Point placement records
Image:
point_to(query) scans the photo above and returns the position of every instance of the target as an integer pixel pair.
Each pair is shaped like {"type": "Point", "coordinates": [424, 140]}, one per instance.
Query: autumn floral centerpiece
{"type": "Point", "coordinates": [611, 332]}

■ **BRIEF**
Could you retype every line of the records above without changing a single character?

■ **SOLUTION TO THE PROBLEM**
Image:
point_to(query) scans the photo above and returns the position of every instance of the target as an integer pixel pair.
Each pair is shaped like {"type": "Point", "coordinates": [424, 140]}, one per instance.
Query: autumn floral centerpiece
{"type": "Point", "coordinates": [611, 332]}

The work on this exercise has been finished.